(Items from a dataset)
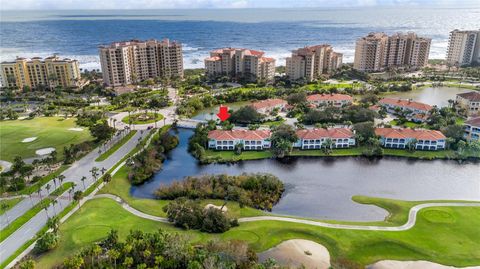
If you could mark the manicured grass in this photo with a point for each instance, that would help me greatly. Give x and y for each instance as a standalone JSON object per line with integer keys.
{"x": 137, "y": 120}
{"x": 10, "y": 203}
{"x": 444, "y": 235}
{"x": 50, "y": 132}
{"x": 115, "y": 147}
{"x": 18, "y": 222}
{"x": 34, "y": 187}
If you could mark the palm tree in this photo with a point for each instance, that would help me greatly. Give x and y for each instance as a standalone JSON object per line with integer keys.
{"x": 83, "y": 181}
{"x": 48, "y": 187}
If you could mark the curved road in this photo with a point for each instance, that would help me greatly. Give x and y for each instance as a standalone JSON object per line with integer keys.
{"x": 412, "y": 216}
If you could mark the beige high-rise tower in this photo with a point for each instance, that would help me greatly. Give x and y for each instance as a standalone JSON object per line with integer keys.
{"x": 463, "y": 47}
{"x": 36, "y": 72}
{"x": 240, "y": 63}
{"x": 132, "y": 61}
{"x": 377, "y": 52}
{"x": 312, "y": 62}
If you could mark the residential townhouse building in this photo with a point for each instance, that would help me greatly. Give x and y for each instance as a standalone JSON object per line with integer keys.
{"x": 228, "y": 139}
{"x": 418, "y": 111}
{"x": 378, "y": 52}
{"x": 268, "y": 105}
{"x": 400, "y": 138}
{"x": 128, "y": 62}
{"x": 36, "y": 72}
{"x": 317, "y": 138}
{"x": 472, "y": 129}
{"x": 311, "y": 62}
{"x": 463, "y": 47}
{"x": 336, "y": 100}
{"x": 470, "y": 102}
{"x": 239, "y": 63}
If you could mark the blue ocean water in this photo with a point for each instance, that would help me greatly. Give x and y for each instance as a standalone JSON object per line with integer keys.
{"x": 77, "y": 34}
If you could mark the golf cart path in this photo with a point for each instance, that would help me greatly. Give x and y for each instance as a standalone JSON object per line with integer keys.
{"x": 412, "y": 216}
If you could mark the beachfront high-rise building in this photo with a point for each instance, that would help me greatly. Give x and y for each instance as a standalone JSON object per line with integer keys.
{"x": 240, "y": 64}
{"x": 463, "y": 47}
{"x": 36, "y": 72}
{"x": 132, "y": 61}
{"x": 311, "y": 62}
{"x": 378, "y": 51}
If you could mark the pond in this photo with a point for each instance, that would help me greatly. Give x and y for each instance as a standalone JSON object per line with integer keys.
{"x": 322, "y": 187}
{"x": 438, "y": 96}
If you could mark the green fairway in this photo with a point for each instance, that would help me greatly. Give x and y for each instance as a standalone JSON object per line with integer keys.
{"x": 444, "y": 235}
{"x": 49, "y": 132}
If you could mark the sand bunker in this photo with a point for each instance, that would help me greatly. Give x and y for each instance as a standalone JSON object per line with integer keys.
{"x": 389, "y": 264}
{"x": 224, "y": 209}
{"x": 294, "y": 253}
{"x": 29, "y": 139}
{"x": 44, "y": 151}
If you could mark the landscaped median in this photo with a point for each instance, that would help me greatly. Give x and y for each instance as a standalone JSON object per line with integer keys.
{"x": 115, "y": 147}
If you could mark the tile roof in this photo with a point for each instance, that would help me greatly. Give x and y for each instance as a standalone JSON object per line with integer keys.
{"x": 329, "y": 97}
{"x": 473, "y": 121}
{"x": 471, "y": 96}
{"x": 239, "y": 134}
{"x": 419, "y": 134}
{"x": 405, "y": 103}
{"x": 318, "y": 133}
{"x": 268, "y": 103}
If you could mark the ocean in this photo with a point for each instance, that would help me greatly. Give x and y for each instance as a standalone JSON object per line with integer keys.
{"x": 77, "y": 33}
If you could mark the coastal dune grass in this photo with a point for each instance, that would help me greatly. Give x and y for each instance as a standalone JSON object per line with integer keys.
{"x": 49, "y": 132}
{"x": 443, "y": 235}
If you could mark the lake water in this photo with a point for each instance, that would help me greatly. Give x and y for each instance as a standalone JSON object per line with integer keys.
{"x": 322, "y": 187}
{"x": 77, "y": 33}
{"x": 438, "y": 96}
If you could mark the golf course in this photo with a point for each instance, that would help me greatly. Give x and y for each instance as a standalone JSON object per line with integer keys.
{"x": 24, "y": 137}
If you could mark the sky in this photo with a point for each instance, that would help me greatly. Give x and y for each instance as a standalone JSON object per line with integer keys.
{"x": 181, "y": 4}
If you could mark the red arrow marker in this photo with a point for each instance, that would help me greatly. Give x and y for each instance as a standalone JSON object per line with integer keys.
{"x": 223, "y": 113}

TASK BRIEF - Give back each entry exactly as it appears, with no pictures.

ANSWER SPACE -
If you could mark the manicured grass in this photo with a point for each instance, that would help me greatly. Give x and y for each instance as a standalone JSON object per line with integer keys.
{"x": 137, "y": 120}
{"x": 10, "y": 203}
{"x": 444, "y": 235}
{"x": 50, "y": 132}
{"x": 115, "y": 147}
{"x": 18, "y": 222}
{"x": 34, "y": 187}
If you could mark the palm tree in this photo with a point for each instance, that would help me greatly. Give x and y for each instance as a standalone JSON object per line with integer keys.
{"x": 83, "y": 181}
{"x": 48, "y": 187}
If you could mark the curved road in this photo with a point for each instance, that would help me greatly. Give x and y for each instance as a standalone JSON object per line with integer keys.
{"x": 412, "y": 216}
If you could mark the beige high-rise tower in this photo with a point for each instance, that would help me greatly. Give x and y for each instance as a standalone JSON object per line with integer keys.
{"x": 463, "y": 47}
{"x": 36, "y": 72}
{"x": 240, "y": 63}
{"x": 132, "y": 61}
{"x": 377, "y": 52}
{"x": 312, "y": 62}
If you could mark the residential townhouse building in this photo with a point for each instance, that would help me greatly. Give x and y for each instance as a standalone JSON object per line with integer keys.
{"x": 228, "y": 139}
{"x": 418, "y": 111}
{"x": 378, "y": 52}
{"x": 268, "y": 105}
{"x": 400, "y": 138}
{"x": 128, "y": 62}
{"x": 36, "y": 72}
{"x": 317, "y": 138}
{"x": 472, "y": 129}
{"x": 311, "y": 62}
{"x": 463, "y": 47}
{"x": 336, "y": 100}
{"x": 470, "y": 102}
{"x": 239, "y": 63}
If you could mark the blue ocean water in this photo with a point for each instance, that would help me greatly. Give x and y for each instance as a standalone JSON object per line with integer keys.
{"x": 77, "y": 34}
If you could mark the golf cart path in this photo with a point for each instance, that would help me greatly. Give x and y for each instance as a standalone JSON object per line with integer keys.
{"x": 412, "y": 216}
If you could mark the beachfront high-rise building in this photo with a point for each instance, that would help me greatly. Give x and y for each instance as a standalone JSON object per line with integer keys.
{"x": 240, "y": 64}
{"x": 463, "y": 47}
{"x": 36, "y": 72}
{"x": 132, "y": 61}
{"x": 311, "y": 62}
{"x": 378, "y": 51}
If you could mark the pond in this photo with a point for each instance, that would help me greatly. Give x and y for each instance as a standalone JSON object per line with integer keys.
{"x": 322, "y": 187}
{"x": 438, "y": 96}
If you could mark the green fairway in this photo with a point for each instance, that would help me greatly. Give x and y for each instance as a standalone JSON object per line with integer keys.
{"x": 444, "y": 235}
{"x": 49, "y": 132}
If you could mark the sand bunker in this photo with a point for each instance, that would help me greatly. Give x and y for each instance as a standalone JSON object per line with integer keys.
{"x": 389, "y": 264}
{"x": 224, "y": 209}
{"x": 294, "y": 253}
{"x": 29, "y": 139}
{"x": 44, "y": 151}
If you could mark the landscaped median in this photo with a point for each instance, that would help me greatly. Give x and y for each instance as a standalone JSON object per line with integer keys.
{"x": 115, "y": 147}
If you could mark the tile roof in this photo with a point for each instance, that would help me greatly. Give x and y for each instance as a standalone JSON object per line with integer keys.
{"x": 329, "y": 97}
{"x": 473, "y": 121}
{"x": 471, "y": 96}
{"x": 239, "y": 134}
{"x": 419, "y": 134}
{"x": 405, "y": 103}
{"x": 318, "y": 133}
{"x": 268, "y": 103}
If you could mark the ocean in this photo with a point for each instance, that would help me greatly. Give x and y for each instance as a standalone JSON object per line with integer keys.
{"x": 77, "y": 33}
If you could mark the coastal dune grass in this photo with a point for each instance, that would help me greatly. Give x and y for each instance as a standalone JSON object per line with integer keys.
{"x": 49, "y": 132}
{"x": 443, "y": 235}
If you could mark the lake water in this photo with a point for each instance, that would help me greatly. Give x and y for each instance as a standalone JSON object per line with integer keys.
{"x": 322, "y": 187}
{"x": 77, "y": 33}
{"x": 438, "y": 96}
If you could mark the golf course in this photo with a point for each instance, that would help me greatly. Give x and y for each instance as a standalone JSON object per line with integer keys.
{"x": 24, "y": 137}
If you could mark the sky in this photo with a point for each instance, that would help me greatly. Give x and y for each instance as a standalone JSON object per line with integer keys.
{"x": 181, "y": 4}
If you could mark the red arrow marker in this photo with a point for each instance, that would help me greatly. Give x and y for each instance as a standalone JSON object per line with integer keys.
{"x": 223, "y": 113}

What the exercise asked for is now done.